● Natural language region descriptions
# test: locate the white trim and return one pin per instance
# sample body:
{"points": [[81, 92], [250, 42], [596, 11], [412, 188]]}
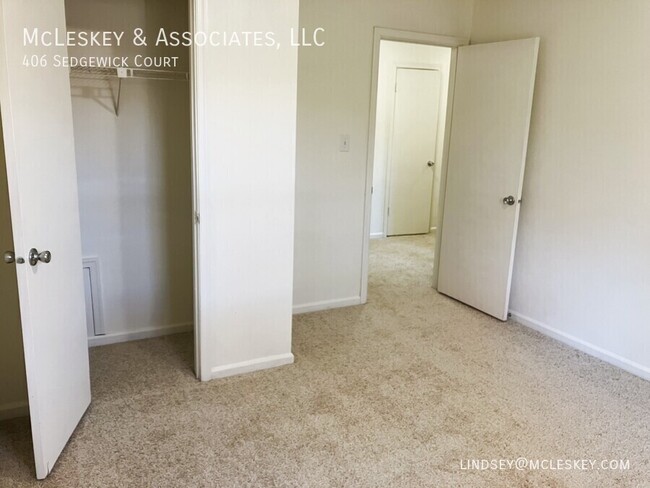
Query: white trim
{"points": [[379, 34], [197, 13], [326, 305], [252, 365], [584, 346], [442, 188], [138, 334], [14, 410], [97, 299]]}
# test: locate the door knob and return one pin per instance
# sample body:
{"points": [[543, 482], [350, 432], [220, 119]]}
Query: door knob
{"points": [[35, 256]]}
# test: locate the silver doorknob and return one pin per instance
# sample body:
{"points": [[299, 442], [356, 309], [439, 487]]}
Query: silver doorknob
{"points": [[35, 256]]}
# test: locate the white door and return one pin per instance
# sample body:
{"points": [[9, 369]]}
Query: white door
{"points": [[41, 174], [487, 153], [415, 130]]}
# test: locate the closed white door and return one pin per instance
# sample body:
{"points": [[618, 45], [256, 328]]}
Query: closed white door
{"points": [[42, 181], [415, 130], [487, 155]]}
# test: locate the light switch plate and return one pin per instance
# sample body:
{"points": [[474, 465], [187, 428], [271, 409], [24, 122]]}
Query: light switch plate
{"points": [[344, 143]]}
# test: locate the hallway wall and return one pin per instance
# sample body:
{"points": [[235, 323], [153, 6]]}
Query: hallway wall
{"points": [[334, 99], [405, 55]]}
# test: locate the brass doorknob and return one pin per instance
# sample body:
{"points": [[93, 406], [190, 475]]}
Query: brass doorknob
{"points": [[35, 256]]}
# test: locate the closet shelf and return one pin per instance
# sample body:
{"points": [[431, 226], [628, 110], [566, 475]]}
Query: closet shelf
{"points": [[125, 73], [122, 73]]}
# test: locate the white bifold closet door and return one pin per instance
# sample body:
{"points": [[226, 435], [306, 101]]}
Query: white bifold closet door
{"points": [[493, 98], [42, 181]]}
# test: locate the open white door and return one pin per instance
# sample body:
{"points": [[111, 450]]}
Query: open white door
{"points": [[415, 132], [41, 174], [487, 154]]}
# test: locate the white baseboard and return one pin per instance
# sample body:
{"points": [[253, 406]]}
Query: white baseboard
{"points": [[326, 305], [584, 346], [250, 366], [138, 334], [14, 410]]}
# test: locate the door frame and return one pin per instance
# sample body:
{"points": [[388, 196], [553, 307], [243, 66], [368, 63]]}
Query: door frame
{"points": [[387, 34], [389, 163], [197, 11]]}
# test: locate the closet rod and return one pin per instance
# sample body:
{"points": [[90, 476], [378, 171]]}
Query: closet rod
{"points": [[124, 73], [149, 74]]}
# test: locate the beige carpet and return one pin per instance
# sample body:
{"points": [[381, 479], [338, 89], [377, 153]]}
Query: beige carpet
{"points": [[395, 393]]}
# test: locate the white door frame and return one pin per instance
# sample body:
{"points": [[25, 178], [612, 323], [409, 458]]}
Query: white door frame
{"points": [[197, 12], [389, 162], [387, 34]]}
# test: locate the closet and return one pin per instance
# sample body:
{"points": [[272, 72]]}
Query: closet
{"points": [[132, 145], [133, 153]]}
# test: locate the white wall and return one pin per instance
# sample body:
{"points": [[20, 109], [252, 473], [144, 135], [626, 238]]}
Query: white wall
{"points": [[246, 99], [134, 173], [403, 55], [13, 385], [582, 266], [333, 99]]}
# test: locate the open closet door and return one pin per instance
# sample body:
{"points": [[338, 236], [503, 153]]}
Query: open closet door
{"points": [[493, 99], [42, 181]]}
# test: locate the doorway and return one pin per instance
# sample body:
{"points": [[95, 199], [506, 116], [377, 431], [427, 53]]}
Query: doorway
{"points": [[482, 167], [410, 122]]}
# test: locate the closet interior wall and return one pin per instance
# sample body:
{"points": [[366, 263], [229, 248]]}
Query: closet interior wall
{"points": [[13, 386], [134, 172]]}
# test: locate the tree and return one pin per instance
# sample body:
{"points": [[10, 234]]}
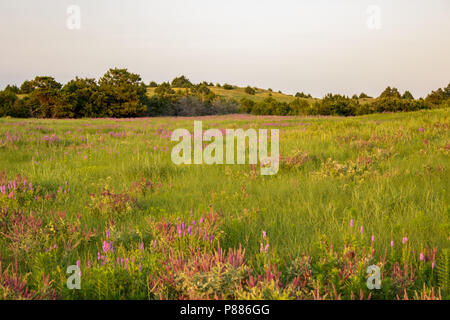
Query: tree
{"points": [[181, 82], [247, 105], [12, 88], [299, 106], [438, 97], [390, 93], [249, 90], [26, 87], [164, 89], [302, 95], [363, 96], [7, 100], [44, 97], [122, 94], [79, 98], [407, 95]]}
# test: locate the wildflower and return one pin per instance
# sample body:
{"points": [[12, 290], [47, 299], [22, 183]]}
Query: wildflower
{"points": [[105, 246]]}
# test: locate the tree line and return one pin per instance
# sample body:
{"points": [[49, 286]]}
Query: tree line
{"points": [[121, 94]]}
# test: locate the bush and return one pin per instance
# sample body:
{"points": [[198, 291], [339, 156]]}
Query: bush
{"points": [[250, 90], [181, 82], [80, 98], [122, 94], [247, 105], [335, 105], [164, 89], [299, 107], [7, 101]]}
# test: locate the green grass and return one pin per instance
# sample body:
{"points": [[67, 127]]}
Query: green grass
{"points": [[402, 191], [238, 93]]}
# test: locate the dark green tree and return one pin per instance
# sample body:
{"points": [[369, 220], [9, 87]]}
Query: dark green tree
{"points": [[181, 82], [44, 97], [122, 94]]}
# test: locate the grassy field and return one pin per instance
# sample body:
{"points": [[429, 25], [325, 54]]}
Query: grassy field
{"points": [[105, 195], [238, 93]]}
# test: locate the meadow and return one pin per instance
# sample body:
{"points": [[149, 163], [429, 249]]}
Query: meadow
{"points": [[104, 194]]}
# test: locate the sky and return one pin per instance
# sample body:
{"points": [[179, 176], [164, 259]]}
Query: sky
{"points": [[313, 46]]}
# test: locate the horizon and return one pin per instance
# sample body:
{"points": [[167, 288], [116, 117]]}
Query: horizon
{"points": [[313, 47]]}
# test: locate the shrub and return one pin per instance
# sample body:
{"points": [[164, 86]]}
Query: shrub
{"points": [[181, 82], [250, 90], [122, 94]]}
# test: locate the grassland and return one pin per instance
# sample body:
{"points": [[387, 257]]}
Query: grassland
{"points": [[111, 182], [237, 93]]}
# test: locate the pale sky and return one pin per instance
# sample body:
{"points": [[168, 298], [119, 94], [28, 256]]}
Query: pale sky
{"points": [[315, 46]]}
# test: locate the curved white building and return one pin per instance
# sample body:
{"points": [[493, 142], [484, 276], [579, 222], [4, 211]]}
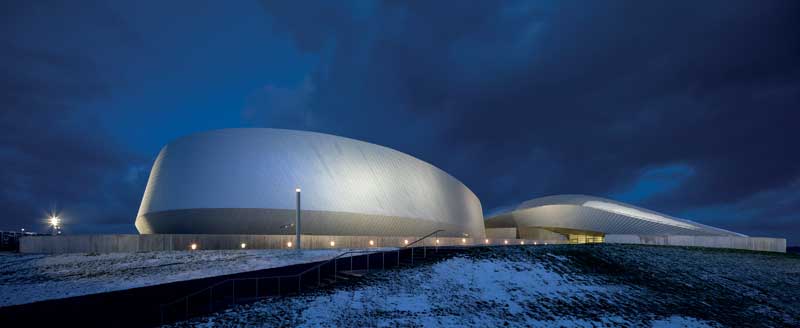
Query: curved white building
{"points": [[242, 181], [586, 218]]}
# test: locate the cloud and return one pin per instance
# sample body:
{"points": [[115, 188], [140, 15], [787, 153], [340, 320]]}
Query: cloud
{"points": [[598, 92], [54, 152]]}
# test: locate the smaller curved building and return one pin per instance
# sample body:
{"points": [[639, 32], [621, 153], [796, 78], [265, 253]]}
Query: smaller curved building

● Task objective
The entries need to be restated exactly, and their pictures left out.

● Task solution
# test: locate the white trim and return one pin per instance
# sample body:
{"points": [[81, 92], [250, 42], [596, 11], [412, 188]]}
Query: white trim
{"points": [[379, 34], [197, 13], [326, 305], [252, 365], [584, 346], [442, 188], [138, 334], [14, 410], [97, 299]]}
# test: locate the door knob and return one pin per instance
# sample body:
{"points": [[543, 482], [350, 432], [220, 119]]}
Query: door knob
{"points": [[35, 256]]}
# test: locate the silver doorknob and return one pin per instance
# sample body:
{"points": [[299, 442], [356, 309], [439, 487]]}
Query: silver doorknob
{"points": [[35, 256]]}
# test: locate the white door and return one pin per instance
# sample body:
{"points": [[9, 369]]}
Query: white door
{"points": [[41, 174], [487, 153], [415, 130]]}
# test: locate the closed white door and return one pin per instance
# sample body:
{"points": [[618, 45], [256, 328]]}
Query: closed white door
{"points": [[42, 181], [415, 130], [487, 155]]}
# test: locate the light switch plate and return one pin per instance
# sample body:
{"points": [[474, 465], [187, 428], [271, 409], [24, 122]]}
Query: light switch plate
{"points": [[344, 143]]}
# test: locate the hallway wall and return one pin per instance
# sample body:
{"points": [[235, 323], [153, 6]]}
Query: hallway wall
{"points": [[334, 99], [405, 55]]}
# test: locate the brass doorknob and return one pin per instance
# sample body:
{"points": [[93, 406], [190, 475]]}
Query: brass doorknob
{"points": [[35, 256]]}
# test: locate the closet shelf and return one pin per instance
# sample body:
{"points": [[431, 226], [628, 110], [566, 475]]}
Query: closet shelf
{"points": [[125, 73], [122, 73]]}
# test: locate the white bifold closet door and return one pin per instance
# sample body:
{"points": [[226, 435], [306, 101]]}
Query: white bifold closet door
{"points": [[493, 98], [42, 181]]}
# test: locate the open white door and return one pin per instance
# sample body:
{"points": [[111, 450]]}
Query: open white door
{"points": [[415, 132], [41, 174], [487, 154]]}
# test: locate the white baseboard and return one pin per instance
# sample body:
{"points": [[253, 406]]}
Query: white baseboard
{"points": [[326, 305], [584, 346], [250, 366], [138, 334], [14, 410]]}
# test: locate the door frame and return one pin per instance
# sample body:
{"points": [[388, 196], [553, 307], [243, 66], [368, 63]]}
Query: door frame
{"points": [[387, 34], [389, 163], [197, 11]]}
# test: locate the closet rod and return one pin per instance
# sample body:
{"points": [[90, 476], [378, 171]]}
Query: closet rod
{"points": [[124, 73], [149, 74]]}
# test: locate the beige carpet and return one pin per instance
# sample body:
{"points": [[381, 479], [338, 89], [377, 153]]}
Query: beige carpet
{"points": [[395, 393]]}
# test: locate the white door frame and return one pin per instance
# sample body:
{"points": [[25, 178], [612, 323], [409, 458]]}
Query: white door frame
{"points": [[197, 12], [389, 162], [387, 34]]}
# test: locate the closet and return one pin per instance
# sample body:
{"points": [[272, 72]]}
Query: closet
{"points": [[132, 145], [133, 153]]}
# test: locate the white wall and return one pin per instance
# sample body:
{"points": [[20, 109], [252, 473], [144, 135], [626, 238]]}
Query: white wall
{"points": [[246, 99], [134, 173], [403, 55], [13, 385], [582, 266], [333, 99]]}
# test: locate the open closet door and return one pin per instance
# sample body:
{"points": [[338, 236], [503, 153]]}
Query: open closet door
{"points": [[493, 99], [42, 181]]}
# test: locate the doorway and return one pin per instance
# sample body:
{"points": [[95, 199], [506, 116], [377, 431], [427, 53]]}
Query: doorway
{"points": [[482, 167], [410, 122]]}
# test: locate the closet interior wall and return one pin per instance
# sample body:
{"points": [[366, 263], [229, 248]]}
Query: closet interior wall
{"points": [[13, 386], [134, 172]]}
# test: locate the tree and return one pin per instance
# sample body:
{"points": [[10, 234]]}
Query: tree
{"points": [[181, 82], [247, 105], [12, 88], [299, 106], [438, 97], [390, 93], [249, 90], [26, 87], [164, 89], [302, 95], [363, 96], [7, 100], [44, 97], [122, 94], [79, 98], [407, 95]]}
# test: locate the wildflower and return one pin per instance
# sample body:
{"points": [[12, 290], [47, 299], [22, 183]]}
Query: wildflower
{"points": [[105, 246]]}
# test: locate the tree line and return one pin per instance
# sample body:
{"points": [[49, 286]]}
Query: tree line
{"points": [[121, 94]]}
# test: locate the bush and return one pin per instance
# sample body:
{"points": [[198, 291], [339, 156]]}
Query: bush
{"points": [[250, 90], [181, 82], [80, 98], [122, 94], [247, 105], [335, 105], [164, 89], [299, 107], [7, 101]]}
# test: locate the green grass and return one pin per instance
# sample body:
{"points": [[67, 127]]}
Query: green grass
{"points": [[402, 191], [238, 93]]}
# test: locate the dark green tree and return one pin per instance
# sample body:
{"points": [[369, 220], [9, 87]]}
Query: dark green tree
{"points": [[181, 82], [44, 97], [122, 94]]}
# test: locate the grassy field and return one pin per instance
# sample body:
{"points": [[429, 25], [325, 54]]}
Query: grassy field
{"points": [[105, 195], [238, 93]]}
# test: locate the meadow and return one pin per instance
# sample body:
{"points": [[149, 163], [429, 249]]}
Query: meadow
{"points": [[104, 194]]}
# test: locate the sky and return one pin per instance
# sample body:
{"points": [[179, 176], [164, 259]]}
Query: sky
{"points": [[313, 46]]}
# test: locate the horizon and return one pin per instance
# sample body:
{"points": [[167, 288], [116, 117]]}
Query: horizon
{"points": [[313, 47]]}
# test: locate the shrub and return one pin per instance
# sample body:
{"points": [[164, 86]]}
Query: shrub
{"points": [[181, 82], [250, 90], [122, 94]]}
# test: locate the grassland and return one pin per instance
# sample body:
{"points": [[387, 257]]}
Query: grassland
{"points": [[111, 182], [237, 93]]}
# test: locate the pale sky and return one pin per instance
# sample body:
{"points": [[168, 298], [119, 94], [28, 256]]}
Query: pale sky
{"points": [[315, 46]]}
# test: locate the curved white building and return one pin per instance
# sample body:
{"points": [[493, 142], [484, 276], [579, 222], [4, 211]]}
Query: curved white building
{"points": [[242, 181], [586, 218]]}
# test: locate the cloud and return one pin per instance
# sample body:
{"points": [[115, 188], [140, 15], [787, 153], [340, 320]]}
Query: cloud
{"points": [[598, 92], [54, 152]]}
# test: locate the smaller curved building and return one pin per instance
# sample body:
{"points": [[639, 32], [621, 153], [796, 78], [265, 253]]}
Query: smaller curved building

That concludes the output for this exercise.